WAT JE DOET:
- 1) Hoe lang moet je volgens de tekst over brandstof bijvullen minimaal wachten na het stoppen van de motor voordat je de brandstofvuldop verwijdert?
- 2) Bewerk in de tekst over brandstof bijvullen het stuk dat begint met "Brandstof bijvullen" en doorloopt tot en met "tot gevolg hebben.", en geef het weer met "ontvlambaar" vervangen door "brandbaar".

TEKSTFRAGMENT:
= = = = = = =
Brandstof bijvullen
WAARSCHUWING
Brandstof en brandstofdampen zijn ontvlambaar en explosief. Brand of explosies
kunnen brandwonden of de dood tot gevolg hebben.
Wanneer u brandstof bijvult
•
Stop de motor. Wacht minimaal twee (2) minuten voordat u de brandstofvuldop
verwijdert om er zeker van te zijn dat de motor is afgekoeld.
•
Vul de brandstoftank in de buitenlucht of in een gebied met een goede
luchtstroming.
•
Doe niet te veel brandstof in de tank. Vul de brandstoftank niet voorbij de
onderkant van de vulhals omdat de brandstof uitzet.
•
Houd brandstof uit de buurt van vonken, open vuur, waakvlammen, hitte en
andere ontstekingsbronnen.
•
Controleer regelmatig de brandstofleidingen, brandstoftank, brandstofvuldop en
aansluitingen op scheuren of lekkages. Vervang beschadigde onderdelen.
•
Indien brandstof wordt gemorst, wacht tot deze verdampt is voordat u de motor
start.
1.
Reinig het gebied rond de tankdop. Verwijder de tankdop.
2.
Vul de brandstoftank (A, afbeelding 16) met brandstof. Vul de brandstoftank niet tot
boven de onderkant van de nek (B) omdat de brandstof zal uitzetten.
3.
Draai de tankdop vast.
= = = = = = =
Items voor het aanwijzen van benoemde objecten
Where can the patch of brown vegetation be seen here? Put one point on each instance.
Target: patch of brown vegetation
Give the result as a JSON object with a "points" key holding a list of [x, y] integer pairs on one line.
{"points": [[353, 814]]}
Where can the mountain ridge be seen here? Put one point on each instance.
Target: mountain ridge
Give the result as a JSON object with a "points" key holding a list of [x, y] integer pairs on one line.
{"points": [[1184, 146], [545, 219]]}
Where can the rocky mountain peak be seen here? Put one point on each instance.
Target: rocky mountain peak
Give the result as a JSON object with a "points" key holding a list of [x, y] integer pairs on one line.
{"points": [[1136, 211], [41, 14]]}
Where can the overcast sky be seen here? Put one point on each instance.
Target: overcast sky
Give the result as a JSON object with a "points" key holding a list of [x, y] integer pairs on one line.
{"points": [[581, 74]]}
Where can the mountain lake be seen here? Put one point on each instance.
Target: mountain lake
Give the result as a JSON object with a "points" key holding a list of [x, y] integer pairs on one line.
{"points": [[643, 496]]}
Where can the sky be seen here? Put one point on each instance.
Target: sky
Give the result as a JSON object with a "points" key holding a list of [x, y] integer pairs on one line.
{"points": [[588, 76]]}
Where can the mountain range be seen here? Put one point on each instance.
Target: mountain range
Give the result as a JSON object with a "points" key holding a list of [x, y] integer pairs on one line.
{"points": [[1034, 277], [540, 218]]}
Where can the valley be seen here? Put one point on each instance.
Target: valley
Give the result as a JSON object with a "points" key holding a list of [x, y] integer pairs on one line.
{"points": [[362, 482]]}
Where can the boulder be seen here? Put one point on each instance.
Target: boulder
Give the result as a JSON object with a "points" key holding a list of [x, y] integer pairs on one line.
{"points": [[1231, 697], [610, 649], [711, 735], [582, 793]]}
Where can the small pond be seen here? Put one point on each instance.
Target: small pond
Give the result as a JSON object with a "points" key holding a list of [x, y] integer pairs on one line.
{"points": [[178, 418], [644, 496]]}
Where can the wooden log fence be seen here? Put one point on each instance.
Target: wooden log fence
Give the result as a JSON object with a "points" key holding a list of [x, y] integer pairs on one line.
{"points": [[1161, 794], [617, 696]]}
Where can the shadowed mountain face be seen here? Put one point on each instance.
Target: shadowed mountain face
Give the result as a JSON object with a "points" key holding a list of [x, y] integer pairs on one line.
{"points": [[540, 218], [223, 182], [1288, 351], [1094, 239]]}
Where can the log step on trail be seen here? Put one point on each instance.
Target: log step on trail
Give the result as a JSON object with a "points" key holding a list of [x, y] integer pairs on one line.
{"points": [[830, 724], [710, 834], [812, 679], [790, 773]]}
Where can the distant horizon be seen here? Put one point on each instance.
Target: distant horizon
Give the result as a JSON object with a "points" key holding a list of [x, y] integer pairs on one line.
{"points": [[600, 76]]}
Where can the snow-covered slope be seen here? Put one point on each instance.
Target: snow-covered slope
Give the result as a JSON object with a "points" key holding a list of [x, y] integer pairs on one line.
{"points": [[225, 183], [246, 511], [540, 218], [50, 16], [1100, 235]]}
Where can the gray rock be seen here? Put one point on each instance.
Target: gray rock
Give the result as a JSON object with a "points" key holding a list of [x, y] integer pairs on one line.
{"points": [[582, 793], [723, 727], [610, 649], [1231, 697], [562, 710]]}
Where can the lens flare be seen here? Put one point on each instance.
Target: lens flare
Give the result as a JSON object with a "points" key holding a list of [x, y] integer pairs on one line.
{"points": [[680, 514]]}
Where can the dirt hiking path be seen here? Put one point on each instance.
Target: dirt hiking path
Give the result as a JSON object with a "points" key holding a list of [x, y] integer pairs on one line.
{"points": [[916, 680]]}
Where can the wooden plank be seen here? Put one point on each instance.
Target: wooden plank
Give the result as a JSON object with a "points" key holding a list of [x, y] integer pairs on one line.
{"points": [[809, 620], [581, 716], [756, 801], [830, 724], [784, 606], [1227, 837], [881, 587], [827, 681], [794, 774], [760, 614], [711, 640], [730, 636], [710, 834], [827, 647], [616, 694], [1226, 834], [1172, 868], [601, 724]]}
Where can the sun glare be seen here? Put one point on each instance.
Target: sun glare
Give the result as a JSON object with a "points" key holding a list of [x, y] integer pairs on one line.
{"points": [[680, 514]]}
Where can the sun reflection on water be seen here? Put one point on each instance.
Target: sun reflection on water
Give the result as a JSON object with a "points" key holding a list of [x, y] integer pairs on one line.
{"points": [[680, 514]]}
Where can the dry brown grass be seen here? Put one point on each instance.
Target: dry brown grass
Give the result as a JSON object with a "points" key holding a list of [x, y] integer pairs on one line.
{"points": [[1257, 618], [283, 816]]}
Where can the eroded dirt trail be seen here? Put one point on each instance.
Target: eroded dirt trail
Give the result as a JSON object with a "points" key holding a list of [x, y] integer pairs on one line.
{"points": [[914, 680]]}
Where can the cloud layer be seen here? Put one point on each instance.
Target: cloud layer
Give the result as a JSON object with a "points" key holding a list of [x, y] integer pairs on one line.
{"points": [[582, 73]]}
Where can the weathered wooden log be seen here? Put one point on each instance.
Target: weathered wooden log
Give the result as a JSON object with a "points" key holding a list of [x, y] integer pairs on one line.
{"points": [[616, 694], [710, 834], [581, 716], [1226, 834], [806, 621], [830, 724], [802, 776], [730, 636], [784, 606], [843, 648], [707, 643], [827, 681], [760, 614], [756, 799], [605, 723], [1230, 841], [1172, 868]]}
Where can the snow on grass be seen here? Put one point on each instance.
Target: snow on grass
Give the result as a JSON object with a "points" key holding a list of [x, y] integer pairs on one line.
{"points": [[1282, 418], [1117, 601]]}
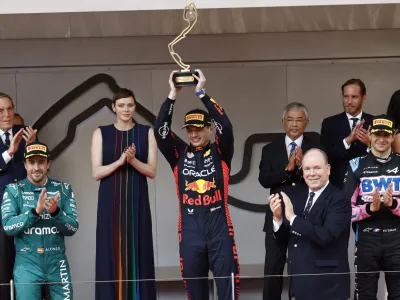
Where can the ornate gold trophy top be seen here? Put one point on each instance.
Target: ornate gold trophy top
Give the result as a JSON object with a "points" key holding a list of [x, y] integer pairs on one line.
{"points": [[184, 78]]}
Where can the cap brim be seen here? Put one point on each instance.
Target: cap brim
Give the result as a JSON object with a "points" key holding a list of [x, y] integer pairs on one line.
{"points": [[36, 154], [194, 125], [390, 131]]}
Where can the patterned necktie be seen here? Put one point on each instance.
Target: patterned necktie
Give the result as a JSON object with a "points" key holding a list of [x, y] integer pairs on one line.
{"points": [[354, 122], [293, 144], [7, 140], [308, 206]]}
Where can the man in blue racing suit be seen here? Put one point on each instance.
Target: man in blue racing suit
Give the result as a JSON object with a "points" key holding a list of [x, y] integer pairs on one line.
{"points": [[373, 183], [202, 170], [39, 212]]}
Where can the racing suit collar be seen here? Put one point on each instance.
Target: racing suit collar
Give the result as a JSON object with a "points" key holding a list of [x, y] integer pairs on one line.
{"points": [[382, 160], [37, 187], [196, 149]]}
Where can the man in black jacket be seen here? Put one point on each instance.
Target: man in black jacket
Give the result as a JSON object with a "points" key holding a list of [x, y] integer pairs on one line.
{"points": [[280, 170], [345, 135]]}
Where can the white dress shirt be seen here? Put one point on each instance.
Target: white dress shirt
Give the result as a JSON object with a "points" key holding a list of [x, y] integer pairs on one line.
{"points": [[316, 196], [288, 140], [5, 154], [347, 146]]}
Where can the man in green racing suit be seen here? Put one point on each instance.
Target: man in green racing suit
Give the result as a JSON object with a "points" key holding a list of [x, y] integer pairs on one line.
{"points": [[39, 212]]}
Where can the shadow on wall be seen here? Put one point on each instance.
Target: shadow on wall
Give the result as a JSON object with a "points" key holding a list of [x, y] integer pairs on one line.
{"points": [[150, 117]]}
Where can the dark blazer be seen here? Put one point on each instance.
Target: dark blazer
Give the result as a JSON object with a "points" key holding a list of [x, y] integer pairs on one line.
{"points": [[334, 129], [273, 176], [319, 244], [14, 170]]}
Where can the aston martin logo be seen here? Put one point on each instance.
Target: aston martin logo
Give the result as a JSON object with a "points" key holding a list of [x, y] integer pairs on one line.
{"points": [[102, 78]]}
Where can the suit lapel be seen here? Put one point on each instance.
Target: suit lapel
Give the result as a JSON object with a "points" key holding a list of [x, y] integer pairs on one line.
{"points": [[345, 124], [320, 203], [282, 152]]}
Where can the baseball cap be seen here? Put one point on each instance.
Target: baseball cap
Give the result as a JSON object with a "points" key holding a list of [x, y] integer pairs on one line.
{"points": [[36, 148], [197, 118], [382, 123]]}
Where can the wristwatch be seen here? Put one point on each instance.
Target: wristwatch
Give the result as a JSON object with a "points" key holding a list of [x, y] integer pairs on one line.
{"points": [[201, 92]]}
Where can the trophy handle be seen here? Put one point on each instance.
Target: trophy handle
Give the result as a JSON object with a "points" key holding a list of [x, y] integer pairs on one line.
{"points": [[181, 36]]}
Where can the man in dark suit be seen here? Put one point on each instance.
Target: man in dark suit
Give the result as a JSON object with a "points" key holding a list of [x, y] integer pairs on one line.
{"points": [[345, 135], [280, 170], [12, 145], [317, 230]]}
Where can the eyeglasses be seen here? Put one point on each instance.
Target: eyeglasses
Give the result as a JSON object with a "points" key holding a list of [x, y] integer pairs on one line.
{"points": [[294, 121]]}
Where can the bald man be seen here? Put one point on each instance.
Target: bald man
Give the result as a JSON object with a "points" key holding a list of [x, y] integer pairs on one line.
{"points": [[317, 230], [18, 120]]}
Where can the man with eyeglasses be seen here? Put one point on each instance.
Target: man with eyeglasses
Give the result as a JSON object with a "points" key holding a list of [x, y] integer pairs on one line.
{"points": [[280, 170], [345, 135]]}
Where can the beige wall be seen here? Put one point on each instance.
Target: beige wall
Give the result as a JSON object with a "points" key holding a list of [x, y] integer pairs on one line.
{"points": [[252, 88]]}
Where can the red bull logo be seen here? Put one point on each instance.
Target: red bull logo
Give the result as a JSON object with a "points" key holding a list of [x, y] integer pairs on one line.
{"points": [[202, 199], [200, 186]]}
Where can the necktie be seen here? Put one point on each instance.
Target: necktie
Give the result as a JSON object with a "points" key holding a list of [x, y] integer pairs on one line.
{"points": [[293, 145], [7, 140], [308, 206], [354, 122]]}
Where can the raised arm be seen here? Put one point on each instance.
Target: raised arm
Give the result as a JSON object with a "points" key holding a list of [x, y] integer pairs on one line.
{"points": [[169, 145], [98, 170], [224, 138]]}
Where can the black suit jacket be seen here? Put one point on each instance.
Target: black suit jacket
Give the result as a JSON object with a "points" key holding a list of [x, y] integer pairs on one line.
{"points": [[273, 176], [15, 169], [319, 244], [334, 129]]}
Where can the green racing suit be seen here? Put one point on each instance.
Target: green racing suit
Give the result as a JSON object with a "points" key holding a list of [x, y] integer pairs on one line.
{"points": [[39, 239]]}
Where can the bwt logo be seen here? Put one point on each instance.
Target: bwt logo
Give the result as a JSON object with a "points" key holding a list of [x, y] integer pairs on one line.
{"points": [[202, 199], [369, 184]]}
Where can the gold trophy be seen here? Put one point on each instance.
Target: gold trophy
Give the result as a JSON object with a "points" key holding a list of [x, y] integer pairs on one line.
{"points": [[185, 76]]}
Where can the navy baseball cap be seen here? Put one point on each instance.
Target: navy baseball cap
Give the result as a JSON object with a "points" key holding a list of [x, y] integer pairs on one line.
{"points": [[198, 118]]}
= = = = = = =
ANTWOORDEN PER TAAK:
- 1) Minimaal twee minuten.

- 2)
Brandstof bijvullen
WAARSCHUWING
Brandstof en brandstofdampen zijn brandbaar en explosief. Brand of explosies
kunnen brandwonden of de dood tot gevolg hebben.